Exercise 1: Quote the passage on ACA implementation funding that opens with the words containing "Most of the" and closes with "itself are proposed.".
Exercise 2: Continue the passage on the Administration's ACA funding request from the point where it stops.

Most of the budget materials on the ACA are designed to
explain the progress that already has been made in implementation, and only a
handful of legislative changes related to the law itself are proposed. 

  • Request for additional ACA implementation funding: The Administration is requesting
    $1 billion more in administrative funding for HHS, largely to implement the
    Affordable Care Act.  If Congress
    acceded to the request — which it surely will not —  administrative funding for HHS would rise from $3.8 billion
    to $4.8 billion.  The ACA itself
    included $1 billion in administrative funding for federal agencies to implement
    the law, but an HHS spokesperson said Monday that about half of this money
    already is obligated and the rest will be spent by the end of the year. 

As for how the administrative funds would be used, the
Administration says $574 million is needed to help HHS operate
federally-facilitated Exchanges (FFEs) and oversee state-based Exchanges in
2013.  Moreover, the agency cites
the need for ACA-related consumer and beneficiary education and outreach (some
$290 million), ACA-related IT systems, continued work on health, and
oversight of ACA private insurance reforms.

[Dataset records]
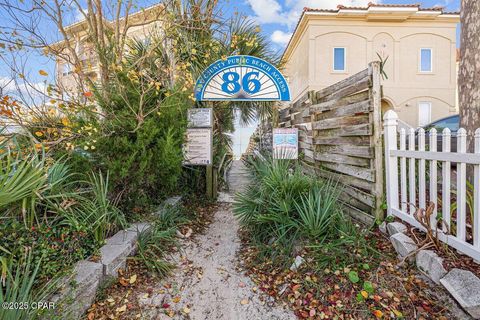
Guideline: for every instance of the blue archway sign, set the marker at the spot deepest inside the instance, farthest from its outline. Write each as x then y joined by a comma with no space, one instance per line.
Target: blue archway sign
241,78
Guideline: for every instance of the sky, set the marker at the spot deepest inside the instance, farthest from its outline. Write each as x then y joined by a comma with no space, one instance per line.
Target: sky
277,19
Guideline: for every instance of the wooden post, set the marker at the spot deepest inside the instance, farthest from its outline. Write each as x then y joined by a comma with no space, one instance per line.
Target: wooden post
376,138
209,181
391,162
476,196
215,183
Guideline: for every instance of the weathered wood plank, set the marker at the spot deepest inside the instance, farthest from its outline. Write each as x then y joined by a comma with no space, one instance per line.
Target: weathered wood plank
359,141
352,181
376,139
306,139
360,195
339,103
340,122
336,158
302,103
299,120
304,145
354,171
348,82
355,151
307,125
357,130
362,217
308,153
348,131
364,84
361,107
346,199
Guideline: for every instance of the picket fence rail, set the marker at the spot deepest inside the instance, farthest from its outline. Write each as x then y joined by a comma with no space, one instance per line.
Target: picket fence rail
407,175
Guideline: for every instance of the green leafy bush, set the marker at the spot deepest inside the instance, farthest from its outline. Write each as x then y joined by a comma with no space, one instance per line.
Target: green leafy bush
17,290
57,247
154,244
283,207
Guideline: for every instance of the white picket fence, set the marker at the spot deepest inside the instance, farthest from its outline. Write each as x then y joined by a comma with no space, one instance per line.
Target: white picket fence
406,175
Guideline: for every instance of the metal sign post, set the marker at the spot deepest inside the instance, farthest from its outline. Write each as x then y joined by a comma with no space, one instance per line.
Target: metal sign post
199,147
236,78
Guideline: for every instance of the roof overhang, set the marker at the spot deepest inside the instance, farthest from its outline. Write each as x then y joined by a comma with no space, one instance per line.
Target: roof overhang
373,13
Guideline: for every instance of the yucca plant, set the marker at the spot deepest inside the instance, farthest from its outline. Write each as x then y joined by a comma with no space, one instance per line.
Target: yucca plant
318,210
92,210
18,287
152,248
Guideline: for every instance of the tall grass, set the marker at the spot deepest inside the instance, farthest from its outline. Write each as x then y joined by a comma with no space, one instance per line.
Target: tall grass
282,206
17,290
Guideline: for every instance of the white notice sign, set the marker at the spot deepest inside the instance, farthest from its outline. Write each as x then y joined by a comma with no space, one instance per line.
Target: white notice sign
198,150
285,143
200,117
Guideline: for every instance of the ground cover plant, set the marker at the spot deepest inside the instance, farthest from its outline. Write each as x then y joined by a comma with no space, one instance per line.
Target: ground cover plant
51,218
348,271
121,298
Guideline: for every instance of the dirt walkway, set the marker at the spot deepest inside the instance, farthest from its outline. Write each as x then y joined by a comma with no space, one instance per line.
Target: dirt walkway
208,283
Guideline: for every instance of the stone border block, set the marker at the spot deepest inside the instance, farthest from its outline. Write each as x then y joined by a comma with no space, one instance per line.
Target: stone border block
403,245
396,227
430,264
464,286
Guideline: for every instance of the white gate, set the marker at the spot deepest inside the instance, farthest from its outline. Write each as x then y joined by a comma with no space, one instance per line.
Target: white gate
410,183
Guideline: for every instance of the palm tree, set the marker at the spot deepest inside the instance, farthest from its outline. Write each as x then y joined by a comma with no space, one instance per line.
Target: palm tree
205,37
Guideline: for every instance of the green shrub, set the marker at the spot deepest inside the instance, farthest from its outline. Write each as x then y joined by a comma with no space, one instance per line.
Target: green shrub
18,288
282,207
93,211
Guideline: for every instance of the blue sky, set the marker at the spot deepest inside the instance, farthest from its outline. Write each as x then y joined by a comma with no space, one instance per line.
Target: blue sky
277,19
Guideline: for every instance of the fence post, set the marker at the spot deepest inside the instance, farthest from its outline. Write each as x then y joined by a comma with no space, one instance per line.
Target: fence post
390,122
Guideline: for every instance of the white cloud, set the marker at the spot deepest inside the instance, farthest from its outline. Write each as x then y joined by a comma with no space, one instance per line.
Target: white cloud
266,11
281,37
270,11
80,14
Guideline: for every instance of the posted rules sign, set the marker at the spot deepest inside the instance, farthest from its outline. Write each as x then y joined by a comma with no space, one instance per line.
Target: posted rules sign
285,143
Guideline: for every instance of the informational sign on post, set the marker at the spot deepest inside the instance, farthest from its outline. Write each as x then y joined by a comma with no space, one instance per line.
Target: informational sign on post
198,149
200,118
285,143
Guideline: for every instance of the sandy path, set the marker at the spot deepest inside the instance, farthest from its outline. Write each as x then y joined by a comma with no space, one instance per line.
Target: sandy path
208,281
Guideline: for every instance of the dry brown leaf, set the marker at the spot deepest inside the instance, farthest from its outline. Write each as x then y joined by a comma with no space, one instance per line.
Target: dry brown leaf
133,279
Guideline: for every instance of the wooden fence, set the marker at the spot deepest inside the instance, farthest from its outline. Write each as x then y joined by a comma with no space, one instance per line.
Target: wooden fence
455,217
340,138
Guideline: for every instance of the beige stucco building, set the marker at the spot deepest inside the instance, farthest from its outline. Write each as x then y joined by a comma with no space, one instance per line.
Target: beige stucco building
140,26
420,43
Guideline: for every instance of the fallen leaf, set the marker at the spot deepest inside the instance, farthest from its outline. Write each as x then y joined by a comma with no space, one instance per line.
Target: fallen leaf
378,313
122,308
133,279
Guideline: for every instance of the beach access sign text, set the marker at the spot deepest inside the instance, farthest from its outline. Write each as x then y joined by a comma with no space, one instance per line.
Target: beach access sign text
198,150
200,118
242,78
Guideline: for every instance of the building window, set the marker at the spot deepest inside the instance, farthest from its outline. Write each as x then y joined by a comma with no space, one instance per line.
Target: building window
424,113
426,60
339,62
67,69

Result 1:
Most of the budget materials on the ACA are designed to
explain the progress that already has been made in implementation, and only a
handful of legislative changes related to the law itself are proposed.

Result 2:
As hard as it is to imagine the current Congress
providing more funding to implement the ACA, it is even harder to imagine that
the Obama Administration will throw up its hands if its funding request is
denied.  To the contrary, as Lester
Feder reported in Politico
earlier this week, even if Congress does not grant
the president’s request for more health reform funding, HHS is determined to
find a solution.  “We are going to
get it done, yes,” he quotes Secretary Sebelius as saying.  But, expect it to be harder than ever
to get emails and phone calls returned from the already-overworked staffers at
HHS in the months ahead.

  • Provide states with sweeping authority to waive ACA
    requirements beginning in 2014:
      The Administration proposes moving up the ability of states to seek
    sweeping waivers of the Affordable Care Act from 2017 to 2014.  There is no fiscal impact, but it is still a potentially controversial
    idea.  We are missing guidance on
    how the waivers would work, including on the extent to which consumer advocates
    will be involved in their development. It is easy to see them working well in
    states, such as Vermont, that are deeply committed to goals of the ACA.  At the same time, antagonistic states
    might use the waivers to avoid health reform, especially if they are available
    “right off the bat,” before a state even has a track record with the ACA. 


Just like last year, we can expect most of these
proposals to go nowhere in the short-run, but to return in future years.  A bit like “Downton Abbey” — minus the
gorgeous clothing  — where we
again and again get to wonder whether Cousin Matthew and Lady Mary will EVER
get together.  (For obvious and
very sad reasons, I’m on a temporary hiatus from Tom Brady analogies.)  Chances are that in future years, we’ll
still be wondering about Cousin Matthew and Lady Mary, and, if President Obama
wins re-election, again contemplating the fate of blended matching rates and
other Medicaid cuts.  Of course, if
he does not, we’ll likely be facing far more dire proposals, such as repeal of
the Affordable Care Act and/or transforming Medicaid into a block grant.